*Instrução de trabalho*: Dê continuidade ao trecho sobre as letras de Djonga, começando logo após a última frase dele.

*Trecho fornecido*:

--------------------

Além de trazer estes assuntos na música, em entrevistas e nas redes sociais, é comum, como visto no início do texto, que o MC mineiro se posicione sobre diversos assuntos, principalmente os relacionados ao debate racial, e que use estes espaços para fazer uma autocrítica, mostrando que tem estudado e refletido sobre o que rima em suas músicas.
Sou reflexo da sociedade, reflexo virou matéria
Meio que tá no ar: um alerta ao fascismo e ao machismo
Para quem ainda não percebeu, nos últimos anos tivemos um aumento de simbologias e ideias abertamente fascistas no contexto brasileiro, intensificadas, principalmente, por figuras públicas do governo brasileiro. Junto a estas pessoas, uma parcela da sociedade tem concordado, tanto de forma consciente quanto inconsciente, com esse tipo de posicionamento. Três anos atrás, Djonga já evidenciava estas questões em “Olho de Tigre”:
Na hora do julgamento, Deus é preto e brasileiro
E pra salvar o país, Cristo é um ex-militar
Que acha que mulher reunida é puteiro
Machista tá osso, e até eu que sou cachorro não consigo mais roer
E esse castelo vai ruir, e eles são fracos vão chorar até se não doer
O principal alvo do MC é o ex-deputado e agora presidente do país, Jair Messias Bolsonaro. As linhas mostram as contradições das falas e atitudes do Presidente, que, junto com sua própria família e uma legião de apoiadores, distorcem o discurso cristão e apresentam um conteúdo inflamado e autoritário. E não precisa ser um devoto dessa religião para identificar esses problemas, tendo em vista que a base dos argumentos desta parcela da população está pautada na mentira e no senso comum.
Além do mais, Djonga reforça mais um aspecto presente no imaginário popular: a personificação da salvação na figura dos militares. Um estudo mostra que 45% dos brasileiros acima de 16 anos consideram as Forças Armadas como a instituição mais confiável no país. Essa imagem, desde a metade do século XX, atribui à instituição um caráter “reformador” e “idôneo”, que se diferencia da sociedade civil. Características associadas à figura do presidente por parte dos seus apoiadores devido ao seu passado militar. São esses os pontos que auxiliaram a chegada do golpe militar em 1964, e, embora a eleição de Bolsonaro fosse apenas uma ameaça na época em que a letra foi escrita, o rapper já imaginava o caminho que tomaríamos.

--------------------

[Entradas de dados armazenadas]
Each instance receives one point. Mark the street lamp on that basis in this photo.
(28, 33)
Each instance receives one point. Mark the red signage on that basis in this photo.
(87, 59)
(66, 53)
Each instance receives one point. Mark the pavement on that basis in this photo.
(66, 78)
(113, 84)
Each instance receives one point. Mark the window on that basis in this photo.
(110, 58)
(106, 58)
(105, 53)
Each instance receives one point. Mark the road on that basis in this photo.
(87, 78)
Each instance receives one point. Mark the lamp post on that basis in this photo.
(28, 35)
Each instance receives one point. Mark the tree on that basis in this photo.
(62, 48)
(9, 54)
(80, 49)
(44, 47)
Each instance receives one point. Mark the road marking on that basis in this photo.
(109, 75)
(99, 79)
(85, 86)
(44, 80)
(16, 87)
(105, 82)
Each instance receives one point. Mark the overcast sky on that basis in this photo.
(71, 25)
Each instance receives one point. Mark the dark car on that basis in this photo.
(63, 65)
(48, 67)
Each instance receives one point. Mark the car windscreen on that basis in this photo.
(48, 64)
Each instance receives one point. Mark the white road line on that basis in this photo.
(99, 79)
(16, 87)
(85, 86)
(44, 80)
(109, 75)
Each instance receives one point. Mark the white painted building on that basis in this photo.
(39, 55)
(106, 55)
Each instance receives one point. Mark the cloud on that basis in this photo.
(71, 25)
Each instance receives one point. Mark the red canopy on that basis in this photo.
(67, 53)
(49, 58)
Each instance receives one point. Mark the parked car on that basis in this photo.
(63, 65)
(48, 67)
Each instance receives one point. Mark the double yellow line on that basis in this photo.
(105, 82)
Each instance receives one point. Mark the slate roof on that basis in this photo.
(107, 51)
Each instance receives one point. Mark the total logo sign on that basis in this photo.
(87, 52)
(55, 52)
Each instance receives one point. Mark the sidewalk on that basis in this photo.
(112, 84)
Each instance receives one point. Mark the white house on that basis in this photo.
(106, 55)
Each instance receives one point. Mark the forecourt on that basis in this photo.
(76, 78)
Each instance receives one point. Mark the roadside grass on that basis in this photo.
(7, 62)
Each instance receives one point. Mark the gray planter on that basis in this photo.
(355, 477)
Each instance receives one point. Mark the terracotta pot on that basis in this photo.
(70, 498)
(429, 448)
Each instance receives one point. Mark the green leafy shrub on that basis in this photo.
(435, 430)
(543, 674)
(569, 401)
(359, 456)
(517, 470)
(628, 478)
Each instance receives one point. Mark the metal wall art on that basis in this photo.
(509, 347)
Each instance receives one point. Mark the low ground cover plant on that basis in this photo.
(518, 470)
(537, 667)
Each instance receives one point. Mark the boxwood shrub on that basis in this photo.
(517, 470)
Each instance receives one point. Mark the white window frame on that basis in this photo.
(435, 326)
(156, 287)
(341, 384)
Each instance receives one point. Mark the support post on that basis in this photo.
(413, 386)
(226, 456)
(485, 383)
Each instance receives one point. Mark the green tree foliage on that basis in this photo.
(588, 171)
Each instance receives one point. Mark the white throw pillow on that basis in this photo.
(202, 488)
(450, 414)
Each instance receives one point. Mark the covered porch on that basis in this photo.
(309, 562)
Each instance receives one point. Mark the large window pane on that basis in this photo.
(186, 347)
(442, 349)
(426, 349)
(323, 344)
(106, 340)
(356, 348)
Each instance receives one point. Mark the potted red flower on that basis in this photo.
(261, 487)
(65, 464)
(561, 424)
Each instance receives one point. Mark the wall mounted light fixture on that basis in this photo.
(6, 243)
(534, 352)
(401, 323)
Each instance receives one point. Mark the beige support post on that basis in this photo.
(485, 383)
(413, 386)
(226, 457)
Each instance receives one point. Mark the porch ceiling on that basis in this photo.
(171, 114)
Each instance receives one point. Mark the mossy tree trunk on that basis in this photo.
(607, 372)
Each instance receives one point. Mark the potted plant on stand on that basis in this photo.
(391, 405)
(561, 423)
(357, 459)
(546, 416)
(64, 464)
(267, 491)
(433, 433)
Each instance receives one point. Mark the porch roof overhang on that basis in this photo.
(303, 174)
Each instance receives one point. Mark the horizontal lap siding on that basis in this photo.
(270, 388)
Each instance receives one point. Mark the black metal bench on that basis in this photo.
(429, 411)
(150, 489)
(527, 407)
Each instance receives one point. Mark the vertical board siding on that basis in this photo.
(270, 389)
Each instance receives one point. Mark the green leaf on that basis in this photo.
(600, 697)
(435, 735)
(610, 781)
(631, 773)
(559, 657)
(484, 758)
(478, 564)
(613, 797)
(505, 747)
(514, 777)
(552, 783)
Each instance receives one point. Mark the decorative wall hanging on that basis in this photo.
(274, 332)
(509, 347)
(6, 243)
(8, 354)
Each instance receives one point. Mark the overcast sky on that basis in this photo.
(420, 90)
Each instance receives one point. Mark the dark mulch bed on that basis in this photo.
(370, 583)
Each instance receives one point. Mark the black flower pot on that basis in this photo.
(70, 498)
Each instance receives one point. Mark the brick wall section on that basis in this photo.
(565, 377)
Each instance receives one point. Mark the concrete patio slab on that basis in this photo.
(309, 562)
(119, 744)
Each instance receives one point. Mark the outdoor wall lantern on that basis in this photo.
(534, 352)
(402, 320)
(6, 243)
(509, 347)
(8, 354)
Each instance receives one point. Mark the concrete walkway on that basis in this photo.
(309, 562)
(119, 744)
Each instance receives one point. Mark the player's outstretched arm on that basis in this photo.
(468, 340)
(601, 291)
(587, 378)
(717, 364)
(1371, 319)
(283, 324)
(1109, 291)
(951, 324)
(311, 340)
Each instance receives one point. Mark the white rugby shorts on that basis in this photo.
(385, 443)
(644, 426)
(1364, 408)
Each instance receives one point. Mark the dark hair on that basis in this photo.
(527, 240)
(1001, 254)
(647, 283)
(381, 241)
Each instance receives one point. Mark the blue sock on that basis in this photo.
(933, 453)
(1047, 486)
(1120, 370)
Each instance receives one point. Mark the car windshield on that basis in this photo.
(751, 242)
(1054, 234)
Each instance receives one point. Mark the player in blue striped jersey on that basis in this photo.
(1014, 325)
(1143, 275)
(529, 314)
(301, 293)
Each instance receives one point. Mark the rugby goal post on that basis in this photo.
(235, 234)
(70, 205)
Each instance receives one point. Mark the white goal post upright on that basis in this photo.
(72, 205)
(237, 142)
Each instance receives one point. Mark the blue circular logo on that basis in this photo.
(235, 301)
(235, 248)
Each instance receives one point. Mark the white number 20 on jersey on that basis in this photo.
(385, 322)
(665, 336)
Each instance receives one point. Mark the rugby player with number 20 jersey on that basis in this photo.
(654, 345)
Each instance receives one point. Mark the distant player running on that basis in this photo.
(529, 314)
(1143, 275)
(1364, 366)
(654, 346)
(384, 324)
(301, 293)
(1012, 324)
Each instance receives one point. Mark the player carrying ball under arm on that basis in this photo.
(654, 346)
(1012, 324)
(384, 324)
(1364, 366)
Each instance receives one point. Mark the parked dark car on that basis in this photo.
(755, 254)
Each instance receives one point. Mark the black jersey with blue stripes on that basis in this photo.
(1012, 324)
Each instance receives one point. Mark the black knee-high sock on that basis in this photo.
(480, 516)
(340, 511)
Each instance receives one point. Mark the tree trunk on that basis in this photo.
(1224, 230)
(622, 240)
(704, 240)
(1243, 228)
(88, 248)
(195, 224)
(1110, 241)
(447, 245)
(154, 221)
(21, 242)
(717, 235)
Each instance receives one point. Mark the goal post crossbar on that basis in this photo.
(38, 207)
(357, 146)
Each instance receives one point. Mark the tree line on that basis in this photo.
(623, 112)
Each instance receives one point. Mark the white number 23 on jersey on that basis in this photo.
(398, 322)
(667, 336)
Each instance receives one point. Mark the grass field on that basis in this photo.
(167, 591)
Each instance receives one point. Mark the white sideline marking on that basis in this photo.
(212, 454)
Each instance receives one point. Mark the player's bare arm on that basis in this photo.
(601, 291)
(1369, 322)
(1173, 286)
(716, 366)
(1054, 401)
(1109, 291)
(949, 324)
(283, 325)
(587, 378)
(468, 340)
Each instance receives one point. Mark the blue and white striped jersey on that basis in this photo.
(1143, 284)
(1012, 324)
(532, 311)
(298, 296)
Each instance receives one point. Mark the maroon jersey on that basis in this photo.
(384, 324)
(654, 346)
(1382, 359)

--------------------

*Resposta esperada*:
A homofobia é outro aspecto muito presente neste discurso alinhado ao fascismo, visão que prega o autoritarismo e a busca por uma imagem ideal para os indivíduos que pertencem àquela sociedade. Neste sentido, atitudes consideradas homossexuais ou femininas são condenadas e perseguidas por não fazerem parte deste imaginário ideal do pensamento de natureza fascista, que ganhou apoio amplo do setor conservador no Brasil. Assim, buscando a provocação, Djonga faz uma analogia das atitudes destes indivíduos com um ato sexual de pessoas com outras orientações sexuais.
Tô olhando da janela, sociedade escrota
Caras que pagam de macho, com o pau boca
Bando de pau no cu
Bando de pau no cu
Nesse quesito serão premiados
Hors Concours
Portanto, na ideia que Djonga busca passar aos ouvintes, é que este pensamento fascista está incorporado no discurso dos governantes e muitas pessoas que concordam com eles.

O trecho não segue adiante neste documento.